# Task details:
A word-for-word copy of the records that follow is needed, with every picture omitted.
*** Opening Material for this exercise ***
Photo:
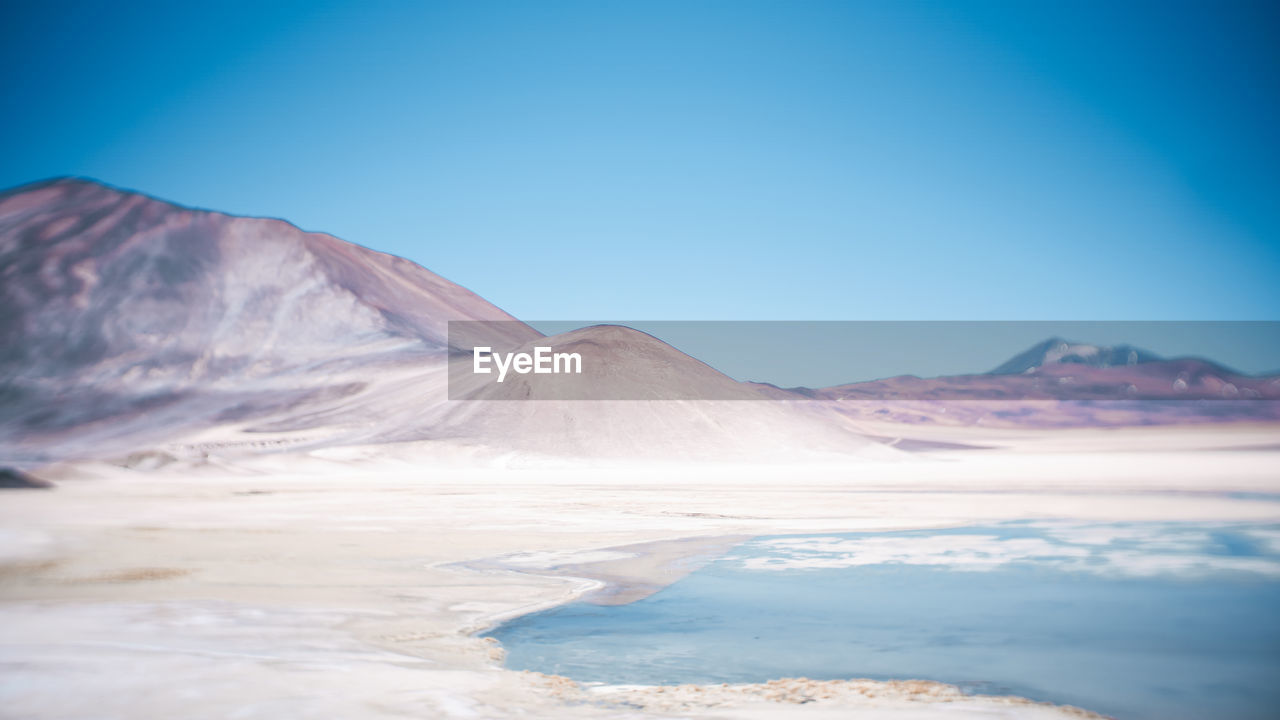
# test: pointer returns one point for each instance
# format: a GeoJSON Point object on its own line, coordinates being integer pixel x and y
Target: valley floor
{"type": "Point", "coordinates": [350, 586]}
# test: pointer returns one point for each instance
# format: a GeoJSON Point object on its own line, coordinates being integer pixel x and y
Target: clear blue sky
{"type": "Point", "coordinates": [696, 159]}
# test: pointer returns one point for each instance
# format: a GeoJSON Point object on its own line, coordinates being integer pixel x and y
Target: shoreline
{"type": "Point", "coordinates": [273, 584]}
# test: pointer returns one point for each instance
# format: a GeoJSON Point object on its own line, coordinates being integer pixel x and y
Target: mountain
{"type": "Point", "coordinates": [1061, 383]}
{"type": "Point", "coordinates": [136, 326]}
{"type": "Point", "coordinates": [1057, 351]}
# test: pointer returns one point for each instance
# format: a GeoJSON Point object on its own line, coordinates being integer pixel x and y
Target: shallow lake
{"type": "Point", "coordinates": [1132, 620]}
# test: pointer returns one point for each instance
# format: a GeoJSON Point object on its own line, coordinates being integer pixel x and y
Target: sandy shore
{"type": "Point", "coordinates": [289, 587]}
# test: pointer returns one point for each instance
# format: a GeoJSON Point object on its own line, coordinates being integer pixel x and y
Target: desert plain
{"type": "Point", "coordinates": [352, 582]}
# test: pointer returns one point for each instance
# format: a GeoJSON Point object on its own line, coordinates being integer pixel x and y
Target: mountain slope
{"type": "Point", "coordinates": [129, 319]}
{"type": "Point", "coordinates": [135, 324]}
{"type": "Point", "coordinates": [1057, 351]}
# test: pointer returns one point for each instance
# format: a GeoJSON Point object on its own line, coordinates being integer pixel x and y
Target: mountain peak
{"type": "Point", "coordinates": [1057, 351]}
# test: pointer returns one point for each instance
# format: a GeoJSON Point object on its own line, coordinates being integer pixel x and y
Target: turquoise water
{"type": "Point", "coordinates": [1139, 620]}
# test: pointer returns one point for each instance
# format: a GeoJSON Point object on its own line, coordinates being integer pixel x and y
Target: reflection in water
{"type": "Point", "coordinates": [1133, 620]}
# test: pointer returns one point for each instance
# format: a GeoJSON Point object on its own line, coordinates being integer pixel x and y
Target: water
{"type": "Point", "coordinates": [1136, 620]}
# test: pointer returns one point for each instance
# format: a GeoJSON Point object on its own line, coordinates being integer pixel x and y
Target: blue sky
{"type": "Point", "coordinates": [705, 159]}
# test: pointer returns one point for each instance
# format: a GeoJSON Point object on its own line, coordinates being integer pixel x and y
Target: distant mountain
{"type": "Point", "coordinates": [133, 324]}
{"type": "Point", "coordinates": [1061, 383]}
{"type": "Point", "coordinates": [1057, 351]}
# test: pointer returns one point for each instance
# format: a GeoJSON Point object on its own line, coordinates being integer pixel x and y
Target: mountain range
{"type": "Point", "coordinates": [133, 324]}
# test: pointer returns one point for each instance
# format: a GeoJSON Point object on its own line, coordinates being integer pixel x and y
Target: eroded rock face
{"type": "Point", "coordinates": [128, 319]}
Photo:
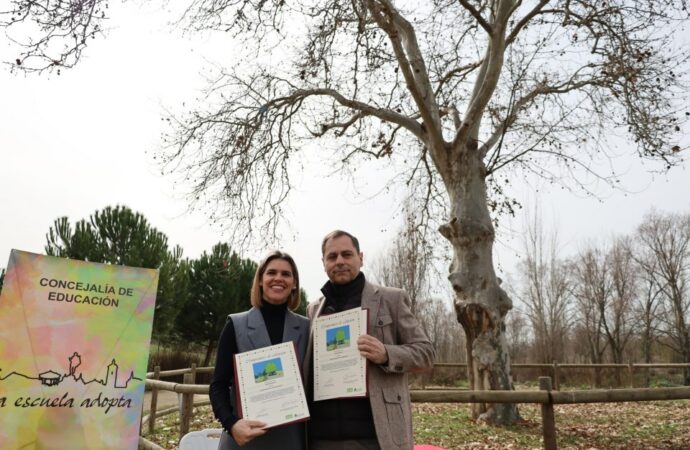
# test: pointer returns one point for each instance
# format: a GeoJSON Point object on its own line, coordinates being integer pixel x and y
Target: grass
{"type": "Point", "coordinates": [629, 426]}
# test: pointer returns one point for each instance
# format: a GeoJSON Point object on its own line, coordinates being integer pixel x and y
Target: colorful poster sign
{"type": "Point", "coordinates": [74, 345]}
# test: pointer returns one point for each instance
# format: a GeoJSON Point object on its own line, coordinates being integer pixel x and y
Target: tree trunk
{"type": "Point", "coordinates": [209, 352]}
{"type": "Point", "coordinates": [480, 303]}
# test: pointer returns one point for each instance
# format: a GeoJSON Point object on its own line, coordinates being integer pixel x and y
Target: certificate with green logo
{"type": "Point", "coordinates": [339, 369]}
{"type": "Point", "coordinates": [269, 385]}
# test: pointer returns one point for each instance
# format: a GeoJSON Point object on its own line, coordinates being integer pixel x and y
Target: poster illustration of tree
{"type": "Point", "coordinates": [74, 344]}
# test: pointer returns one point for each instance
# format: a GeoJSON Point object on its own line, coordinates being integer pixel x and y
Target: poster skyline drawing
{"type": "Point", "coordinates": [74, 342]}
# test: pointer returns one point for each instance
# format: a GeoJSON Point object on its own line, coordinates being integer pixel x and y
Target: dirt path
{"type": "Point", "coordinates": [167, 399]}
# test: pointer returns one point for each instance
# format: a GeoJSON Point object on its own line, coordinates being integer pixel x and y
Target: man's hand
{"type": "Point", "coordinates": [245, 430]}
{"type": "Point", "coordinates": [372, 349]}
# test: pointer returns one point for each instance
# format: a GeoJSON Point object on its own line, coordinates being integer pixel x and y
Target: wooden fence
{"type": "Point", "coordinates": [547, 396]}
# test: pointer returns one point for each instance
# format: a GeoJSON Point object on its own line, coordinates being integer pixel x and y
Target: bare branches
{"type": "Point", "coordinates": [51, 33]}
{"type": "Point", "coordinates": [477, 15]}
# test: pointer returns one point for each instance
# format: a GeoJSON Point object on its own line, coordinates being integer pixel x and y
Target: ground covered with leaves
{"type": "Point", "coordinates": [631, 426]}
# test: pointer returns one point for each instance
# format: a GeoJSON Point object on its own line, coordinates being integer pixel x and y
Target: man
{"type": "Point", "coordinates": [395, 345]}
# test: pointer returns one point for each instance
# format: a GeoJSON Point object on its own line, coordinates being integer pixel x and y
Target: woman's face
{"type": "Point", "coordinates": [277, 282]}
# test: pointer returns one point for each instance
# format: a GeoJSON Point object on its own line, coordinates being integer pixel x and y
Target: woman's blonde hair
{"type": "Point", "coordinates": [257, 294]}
*** Closing Material for this exercise ***
# Output for this exercise:
Photo:
# test: pointer returns one point for each instance
# format: a GeoJSON Point object on its own line, coordinates being integer pixel x and y
Target: valley floor
{"type": "Point", "coordinates": [350, 586]}
# test: pointer returns one point for each instance
# format: a GeoJSON Point object on its own line, coordinates being integer pixel x and y
Target: clear blue sky
{"type": "Point", "coordinates": [696, 159]}
# test: pointer returns one point for each instance
# format: a GeoJSON Point object on its own line, coordinates being integer pixel x and y
Target: shoreline
{"type": "Point", "coordinates": [273, 584]}
# test: pointer returns one point for each instance
# format: a GeoJSON Point object on its own line, coordinates being integer pixel x and y
Target: mountain
{"type": "Point", "coordinates": [1061, 383]}
{"type": "Point", "coordinates": [136, 326]}
{"type": "Point", "coordinates": [1057, 351]}
# test: pointer returns one point for each instance
# format: a GeoJSON Point object on its own line, coordinates being integer pixel x and y
Target: shallow lake
{"type": "Point", "coordinates": [1132, 620]}
# test: pointer returns one point for each instance
# format: a GeoJSON Point object on its own line, coordinates being integer pixel x and y
Target: sandy shore
{"type": "Point", "coordinates": [289, 587]}
# test: pointer returns one point for each instance
# format: a GeoJSON Point object on its own line, coordinates being integer pixel x and y
Target: desert plain
{"type": "Point", "coordinates": [352, 582]}
# test: pointer returns one point for each instance
# format: a GeoJSON Point object on its own line, coordinates being integer pixel x and y
Target: mountain slope
{"type": "Point", "coordinates": [129, 319]}
{"type": "Point", "coordinates": [135, 324]}
{"type": "Point", "coordinates": [1057, 351]}
# test: pointer returns one point for each instance
# format: a GeoJSON Point object on its own line, coordinates being integer pixel x and y
Target: mountain peak
{"type": "Point", "coordinates": [1057, 351]}
# test: pointer returns one point for each instance
# format: a GeoJSON Point object on its own line, coordinates being integer pixel x and y
Target: turquoise water
{"type": "Point", "coordinates": [1139, 620]}
# test: pointer returns one point for each instance
# format: a GeoJSON Point object on its own line, coordinates being integer pixel x and y
Target: reflection in water
{"type": "Point", "coordinates": [1133, 620]}
# test: pointer returns one point for each instance
# format: a GeoJSON Point object on its own line, coordinates being integer pixel x and y
Target: water
{"type": "Point", "coordinates": [1136, 620]}
# test: pointer returns one point for each instance
# format: a GeoJSON Point object on its own line, coordinates being integer pixel x and y
Target: blue sky
{"type": "Point", "coordinates": [705, 159]}
# test: pointer returns one point for each instance
# format: a GeoJSON Point object on its own line, coordinates being integer pixel x and y
Target: distant mountain
{"type": "Point", "coordinates": [133, 324]}
{"type": "Point", "coordinates": [1061, 383]}
{"type": "Point", "coordinates": [1057, 351]}
# test: pointer returns one point for each instance
# format: a GeoJSON Point object on its own line, coordinates being integer pixel x and y
Target: mountain range
{"type": "Point", "coordinates": [133, 324]}
# test: pointer returns one point for each instance
# format: a GeoJSON Point object on its own line, coordinates being integer pixel x and y
Target: eroded rock face
{"type": "Point", "coordinates": [128, 319]}
Photo:
# test: pointer returns one point for each instance
# format: a GeoJSON Point object on its own line, coordinates being integer pixel x and y
Target: grass
{"type": "Point", "coordinates": [629, 426]}
# test: pointer returns one point for each instance
# format: a GeoJSON Point object on its own line, coordinates being integer pixel x and y
Target: colorful poster sign
{"type": "Point", "coordinates": [74, 345]}
# test: pointer returns one point for each instance
# format: a GeoJSON Point object on its own line, coordinates being integer pixel x and y
Target: tree trunk
{"type": "Point", "coordinates": [209, 352]}
{"type": "Point", "coordinates": [480, 303]}
# test: pointer returns one point for each instance
# format: a GeoJSON Point object on its own line, coordinates being integer pixel x and y
Target: certificate with green logo
{"type": "Point", "coordinates": [339, 369]}
{"type": "Point", "coordinates": [269, 385]}
# test: pointer returns one point for each instance
# format: a GeoJSON Point object on its own line, coordinates being integer pixel x and y
Target: poster illustration of tree
{"type": "Point", "coordinates": [74, 344]}
# test: pointer returns one point for each instance
# format: a GeoJSON Point object on its own line, coordinates being integer pixel x and y
Target: poster skyline drawing
{"type": "Point", "coordinates": [74, 342]}
# test: pointer returns one point for each instance
# format: a GeoJSON Point object on its own line, coordinates being integer pixel x and y
Target: dirt path
{"type": "Point", "coordinates": [167, 399]}
# test: pointer returns one point for each instance
# format: a GeoJSON Point object on its own line, coordinates being integer pixel x and y
Target: man's hand
{"type": "Point", "coordinates": [245, 430]}
{"type": "Point", "coordinates": [372, 349]}
# test: pointer returns one point for each instance
# format: a GeoJSON Point object on its own line, coordinates being integer pixel x and y
Target: wooden fence
{"type": "Point", "coordinates": [547, 396]}
# test: pointer returns one point for each instance
# format: a GeoJSON Point object on its own line, coordinates being integer pixel x and y
Target: bare branches
{"type": "Point", "coordinates": [51, 33]}
{"type": "Point", "coordinates": [477, 15]}
# test: pointer returns one point for each instance
# format: a GeoJSON Point object on its own line, coordinates being integer pixel x and y
Target: ground covered with leaves
{"type": "Point", "coordinates": [631, 426]}
# test: pointer returns one point for each instance
# format: a GeoJSON Point object on its own line, coordinates being integer pixel x and y
Target: man
{"type": "Point", "coordinates": [395, 345]}
# test: pointer returns one point for each instance
# format: a GeoJSON Point object on its own line, coordinates being integer pixel x and y
Target: woman's face
{"type": "Point", "coordinates": [277, 282]}
# test: pointer returns one point for each instance
# format: a GeoJSON Point object on its own line, coordinates being integer pixel x and y
Target: woman's blonde hair
{"type": "Point", "coordinates": [257, 294]}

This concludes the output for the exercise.